▶ [The task]:
Look below for the line containing "of the minaret". Output it and each remaining line of the entries exactly, and nothing else.

>> begin The data

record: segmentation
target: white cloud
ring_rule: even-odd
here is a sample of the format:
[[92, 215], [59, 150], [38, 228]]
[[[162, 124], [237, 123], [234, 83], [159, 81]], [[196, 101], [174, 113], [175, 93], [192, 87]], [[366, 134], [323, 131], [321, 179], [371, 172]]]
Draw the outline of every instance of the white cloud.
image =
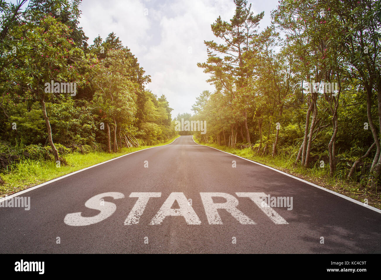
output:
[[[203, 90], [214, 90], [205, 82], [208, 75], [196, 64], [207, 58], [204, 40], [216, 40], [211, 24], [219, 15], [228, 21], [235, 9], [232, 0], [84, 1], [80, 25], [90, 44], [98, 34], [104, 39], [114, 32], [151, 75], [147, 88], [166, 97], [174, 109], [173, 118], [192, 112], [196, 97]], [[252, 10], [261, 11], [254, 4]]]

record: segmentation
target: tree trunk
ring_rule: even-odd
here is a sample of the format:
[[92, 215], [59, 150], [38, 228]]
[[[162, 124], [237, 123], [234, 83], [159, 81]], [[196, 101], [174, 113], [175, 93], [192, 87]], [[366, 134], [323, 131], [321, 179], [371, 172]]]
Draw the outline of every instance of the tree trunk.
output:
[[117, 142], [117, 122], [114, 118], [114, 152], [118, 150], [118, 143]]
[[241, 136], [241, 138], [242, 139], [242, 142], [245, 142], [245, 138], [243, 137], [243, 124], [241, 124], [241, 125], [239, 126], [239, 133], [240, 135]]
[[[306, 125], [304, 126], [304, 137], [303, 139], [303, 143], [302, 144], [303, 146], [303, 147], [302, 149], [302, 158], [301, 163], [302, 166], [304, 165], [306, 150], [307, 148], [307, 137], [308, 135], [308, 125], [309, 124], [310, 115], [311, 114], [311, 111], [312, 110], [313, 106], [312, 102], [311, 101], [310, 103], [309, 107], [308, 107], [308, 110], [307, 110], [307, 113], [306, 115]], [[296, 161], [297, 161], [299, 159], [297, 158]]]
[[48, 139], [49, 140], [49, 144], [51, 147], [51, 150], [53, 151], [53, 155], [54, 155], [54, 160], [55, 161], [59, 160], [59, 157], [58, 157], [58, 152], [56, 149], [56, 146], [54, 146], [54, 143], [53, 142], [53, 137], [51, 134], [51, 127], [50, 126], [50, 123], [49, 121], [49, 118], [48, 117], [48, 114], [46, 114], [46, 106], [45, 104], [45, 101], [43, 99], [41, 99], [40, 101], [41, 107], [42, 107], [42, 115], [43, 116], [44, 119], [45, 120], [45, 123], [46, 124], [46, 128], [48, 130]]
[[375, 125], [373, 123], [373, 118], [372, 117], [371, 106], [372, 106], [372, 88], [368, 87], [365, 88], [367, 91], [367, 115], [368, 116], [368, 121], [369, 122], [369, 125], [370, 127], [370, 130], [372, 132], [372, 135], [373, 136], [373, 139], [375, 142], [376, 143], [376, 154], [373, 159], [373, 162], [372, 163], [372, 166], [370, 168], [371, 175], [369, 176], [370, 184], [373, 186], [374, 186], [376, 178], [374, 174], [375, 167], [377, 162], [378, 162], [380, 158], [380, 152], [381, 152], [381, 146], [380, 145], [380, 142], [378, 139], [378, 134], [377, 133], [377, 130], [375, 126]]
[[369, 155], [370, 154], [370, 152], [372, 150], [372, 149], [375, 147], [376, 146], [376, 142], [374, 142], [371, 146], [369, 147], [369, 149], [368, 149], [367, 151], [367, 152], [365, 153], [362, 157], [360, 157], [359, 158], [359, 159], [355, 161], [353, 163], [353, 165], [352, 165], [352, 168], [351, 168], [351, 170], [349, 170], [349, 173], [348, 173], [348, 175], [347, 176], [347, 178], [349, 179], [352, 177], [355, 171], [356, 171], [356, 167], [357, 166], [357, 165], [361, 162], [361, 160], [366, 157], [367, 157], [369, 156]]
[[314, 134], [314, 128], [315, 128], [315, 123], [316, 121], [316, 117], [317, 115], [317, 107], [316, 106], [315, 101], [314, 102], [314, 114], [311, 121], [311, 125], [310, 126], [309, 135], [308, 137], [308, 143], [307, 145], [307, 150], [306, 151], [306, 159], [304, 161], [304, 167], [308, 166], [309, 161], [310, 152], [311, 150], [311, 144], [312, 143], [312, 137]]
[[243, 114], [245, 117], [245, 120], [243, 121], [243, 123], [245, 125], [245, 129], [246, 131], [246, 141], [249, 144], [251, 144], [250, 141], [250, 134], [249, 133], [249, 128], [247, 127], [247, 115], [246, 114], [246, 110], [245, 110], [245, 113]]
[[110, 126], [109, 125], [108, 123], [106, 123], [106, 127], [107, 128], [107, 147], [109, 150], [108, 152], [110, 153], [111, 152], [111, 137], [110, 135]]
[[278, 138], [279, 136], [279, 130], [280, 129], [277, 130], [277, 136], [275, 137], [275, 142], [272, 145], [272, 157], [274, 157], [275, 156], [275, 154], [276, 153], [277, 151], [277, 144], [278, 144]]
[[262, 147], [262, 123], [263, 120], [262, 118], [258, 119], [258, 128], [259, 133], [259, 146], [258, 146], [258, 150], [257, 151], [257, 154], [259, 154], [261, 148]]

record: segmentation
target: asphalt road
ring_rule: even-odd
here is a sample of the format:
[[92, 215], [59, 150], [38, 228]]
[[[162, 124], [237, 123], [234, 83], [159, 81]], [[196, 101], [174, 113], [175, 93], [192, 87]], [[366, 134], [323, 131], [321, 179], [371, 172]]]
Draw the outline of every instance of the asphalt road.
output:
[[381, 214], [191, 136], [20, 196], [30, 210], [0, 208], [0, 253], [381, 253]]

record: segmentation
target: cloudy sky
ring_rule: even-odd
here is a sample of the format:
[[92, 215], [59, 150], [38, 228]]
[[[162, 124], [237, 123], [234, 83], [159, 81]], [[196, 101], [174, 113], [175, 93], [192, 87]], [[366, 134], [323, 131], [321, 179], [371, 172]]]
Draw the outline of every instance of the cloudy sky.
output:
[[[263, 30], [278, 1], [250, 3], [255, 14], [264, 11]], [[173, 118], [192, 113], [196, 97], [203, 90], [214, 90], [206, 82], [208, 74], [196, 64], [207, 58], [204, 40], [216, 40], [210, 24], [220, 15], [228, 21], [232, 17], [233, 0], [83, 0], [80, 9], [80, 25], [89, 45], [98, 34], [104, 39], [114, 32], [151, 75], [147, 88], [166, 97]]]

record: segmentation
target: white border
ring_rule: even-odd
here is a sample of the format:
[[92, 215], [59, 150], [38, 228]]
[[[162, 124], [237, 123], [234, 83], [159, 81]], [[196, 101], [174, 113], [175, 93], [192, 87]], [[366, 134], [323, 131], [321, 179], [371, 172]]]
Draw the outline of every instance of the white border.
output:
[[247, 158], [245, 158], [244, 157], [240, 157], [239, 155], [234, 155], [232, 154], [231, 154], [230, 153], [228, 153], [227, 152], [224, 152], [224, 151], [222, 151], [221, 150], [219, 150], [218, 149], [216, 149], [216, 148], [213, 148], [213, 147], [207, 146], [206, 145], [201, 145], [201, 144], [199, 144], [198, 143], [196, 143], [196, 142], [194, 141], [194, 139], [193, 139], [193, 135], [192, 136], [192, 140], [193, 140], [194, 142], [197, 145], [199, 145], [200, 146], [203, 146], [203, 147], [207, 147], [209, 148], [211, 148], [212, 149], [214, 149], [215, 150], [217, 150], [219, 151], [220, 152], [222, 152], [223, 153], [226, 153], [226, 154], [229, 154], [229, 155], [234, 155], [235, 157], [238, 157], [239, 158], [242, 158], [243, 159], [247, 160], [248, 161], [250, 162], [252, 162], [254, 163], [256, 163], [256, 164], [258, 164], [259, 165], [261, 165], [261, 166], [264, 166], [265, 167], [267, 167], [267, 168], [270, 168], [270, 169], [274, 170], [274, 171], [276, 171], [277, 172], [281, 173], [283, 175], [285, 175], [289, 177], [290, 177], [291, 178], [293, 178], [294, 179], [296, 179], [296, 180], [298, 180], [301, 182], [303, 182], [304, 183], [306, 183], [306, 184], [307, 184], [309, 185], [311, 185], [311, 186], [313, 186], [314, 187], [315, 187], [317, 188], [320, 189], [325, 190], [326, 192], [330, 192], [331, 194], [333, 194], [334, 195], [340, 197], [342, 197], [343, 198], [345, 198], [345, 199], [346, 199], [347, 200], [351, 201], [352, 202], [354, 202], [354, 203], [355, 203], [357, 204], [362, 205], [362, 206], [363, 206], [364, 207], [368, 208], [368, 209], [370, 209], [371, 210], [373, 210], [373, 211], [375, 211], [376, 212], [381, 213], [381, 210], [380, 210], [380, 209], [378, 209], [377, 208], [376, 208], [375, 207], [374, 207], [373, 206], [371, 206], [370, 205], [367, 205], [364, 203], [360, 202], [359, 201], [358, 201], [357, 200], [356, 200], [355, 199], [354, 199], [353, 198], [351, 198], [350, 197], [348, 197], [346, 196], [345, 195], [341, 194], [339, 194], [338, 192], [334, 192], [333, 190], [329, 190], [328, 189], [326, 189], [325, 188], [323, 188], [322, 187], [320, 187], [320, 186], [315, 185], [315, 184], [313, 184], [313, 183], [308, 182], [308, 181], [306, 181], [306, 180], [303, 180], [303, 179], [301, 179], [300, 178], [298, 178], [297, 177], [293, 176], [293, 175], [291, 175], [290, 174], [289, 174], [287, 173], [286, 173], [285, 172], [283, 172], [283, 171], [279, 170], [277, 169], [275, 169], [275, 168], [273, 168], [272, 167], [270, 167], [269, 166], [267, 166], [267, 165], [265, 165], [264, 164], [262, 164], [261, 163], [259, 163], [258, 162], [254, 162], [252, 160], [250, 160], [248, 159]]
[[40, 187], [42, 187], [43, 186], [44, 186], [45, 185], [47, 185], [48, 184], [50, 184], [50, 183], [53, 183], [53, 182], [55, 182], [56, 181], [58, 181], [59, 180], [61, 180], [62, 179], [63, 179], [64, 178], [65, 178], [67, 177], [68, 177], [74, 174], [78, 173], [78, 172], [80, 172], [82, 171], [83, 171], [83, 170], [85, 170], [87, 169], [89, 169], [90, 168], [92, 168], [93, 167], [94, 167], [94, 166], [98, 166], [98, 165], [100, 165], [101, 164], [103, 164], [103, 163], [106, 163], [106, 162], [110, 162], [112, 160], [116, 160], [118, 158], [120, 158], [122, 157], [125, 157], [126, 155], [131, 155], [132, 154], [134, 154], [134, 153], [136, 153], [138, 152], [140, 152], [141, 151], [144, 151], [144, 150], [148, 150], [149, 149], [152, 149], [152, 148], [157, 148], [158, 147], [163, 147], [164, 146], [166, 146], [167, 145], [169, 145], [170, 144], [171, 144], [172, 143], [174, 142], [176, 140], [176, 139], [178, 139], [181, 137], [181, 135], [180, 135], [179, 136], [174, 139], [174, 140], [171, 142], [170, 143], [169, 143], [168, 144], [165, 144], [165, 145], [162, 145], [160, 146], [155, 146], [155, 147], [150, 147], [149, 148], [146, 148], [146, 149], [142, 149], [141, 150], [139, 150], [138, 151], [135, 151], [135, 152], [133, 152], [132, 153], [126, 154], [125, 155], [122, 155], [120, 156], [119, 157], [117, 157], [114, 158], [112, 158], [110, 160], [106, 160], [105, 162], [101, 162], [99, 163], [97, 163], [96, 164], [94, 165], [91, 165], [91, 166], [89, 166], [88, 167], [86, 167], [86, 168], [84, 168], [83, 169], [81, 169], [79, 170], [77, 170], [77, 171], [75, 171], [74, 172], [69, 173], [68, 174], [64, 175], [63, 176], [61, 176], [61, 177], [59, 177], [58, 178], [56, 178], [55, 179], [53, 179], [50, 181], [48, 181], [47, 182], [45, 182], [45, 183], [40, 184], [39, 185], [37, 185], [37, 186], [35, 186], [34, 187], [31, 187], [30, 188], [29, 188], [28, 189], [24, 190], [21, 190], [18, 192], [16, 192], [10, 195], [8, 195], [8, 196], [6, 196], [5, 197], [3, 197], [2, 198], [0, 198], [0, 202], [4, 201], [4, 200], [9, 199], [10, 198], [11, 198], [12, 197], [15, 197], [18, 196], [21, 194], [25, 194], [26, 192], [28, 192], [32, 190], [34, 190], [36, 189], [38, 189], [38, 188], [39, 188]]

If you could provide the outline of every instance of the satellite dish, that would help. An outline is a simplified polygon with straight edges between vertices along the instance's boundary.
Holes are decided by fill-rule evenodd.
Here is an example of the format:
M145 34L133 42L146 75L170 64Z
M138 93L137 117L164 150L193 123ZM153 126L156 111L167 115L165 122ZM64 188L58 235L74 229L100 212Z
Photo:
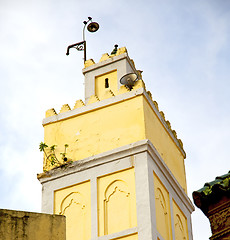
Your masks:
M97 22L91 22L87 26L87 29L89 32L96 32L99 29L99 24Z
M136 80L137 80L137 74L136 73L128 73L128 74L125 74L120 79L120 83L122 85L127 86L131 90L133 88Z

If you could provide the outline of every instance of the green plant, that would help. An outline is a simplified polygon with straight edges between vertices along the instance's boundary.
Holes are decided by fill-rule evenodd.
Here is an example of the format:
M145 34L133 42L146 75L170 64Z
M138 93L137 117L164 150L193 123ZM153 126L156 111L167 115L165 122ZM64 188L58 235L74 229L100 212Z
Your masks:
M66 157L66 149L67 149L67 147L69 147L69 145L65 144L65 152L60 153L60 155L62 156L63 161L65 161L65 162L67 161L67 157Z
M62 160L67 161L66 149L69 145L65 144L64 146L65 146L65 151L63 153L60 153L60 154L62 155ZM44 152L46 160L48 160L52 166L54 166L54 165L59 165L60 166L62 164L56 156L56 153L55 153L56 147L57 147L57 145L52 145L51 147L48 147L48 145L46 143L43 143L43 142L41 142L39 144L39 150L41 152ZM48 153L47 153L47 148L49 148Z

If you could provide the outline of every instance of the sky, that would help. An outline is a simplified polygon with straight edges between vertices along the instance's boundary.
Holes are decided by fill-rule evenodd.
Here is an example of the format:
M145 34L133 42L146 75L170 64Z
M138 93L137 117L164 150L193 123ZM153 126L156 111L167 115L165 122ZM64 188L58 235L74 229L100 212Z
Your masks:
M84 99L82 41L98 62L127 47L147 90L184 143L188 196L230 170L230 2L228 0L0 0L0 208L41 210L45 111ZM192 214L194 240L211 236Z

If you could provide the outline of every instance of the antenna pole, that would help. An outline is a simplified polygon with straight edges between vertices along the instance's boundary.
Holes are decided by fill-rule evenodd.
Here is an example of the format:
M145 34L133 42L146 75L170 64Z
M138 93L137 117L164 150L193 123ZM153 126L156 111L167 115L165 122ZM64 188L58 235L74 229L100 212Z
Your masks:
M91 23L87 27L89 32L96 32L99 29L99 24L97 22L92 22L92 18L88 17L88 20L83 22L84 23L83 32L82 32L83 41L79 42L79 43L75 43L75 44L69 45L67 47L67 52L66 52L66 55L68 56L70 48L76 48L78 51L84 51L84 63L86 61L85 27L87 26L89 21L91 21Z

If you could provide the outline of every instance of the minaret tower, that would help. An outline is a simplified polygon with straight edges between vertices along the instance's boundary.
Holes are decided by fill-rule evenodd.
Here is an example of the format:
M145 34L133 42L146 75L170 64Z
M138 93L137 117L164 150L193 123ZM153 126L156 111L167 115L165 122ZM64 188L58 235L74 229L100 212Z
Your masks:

>> end The data

▶ [Task response]:
If you could provide the outline of every instance of the minaret tower, that would help. An outline is a simplified polygon with straight edges between vertices along the instance's boundary.
Holes are decided by fill-rule evenodd.
Here is an example of the format:
M145 34L133 42L146 75L170 64Z
M138 93L137 117L164 150L193 123ZM153 126L156 111L167 115L165 122ZM64 188L58 235L74 229L100 212Z
Your masks:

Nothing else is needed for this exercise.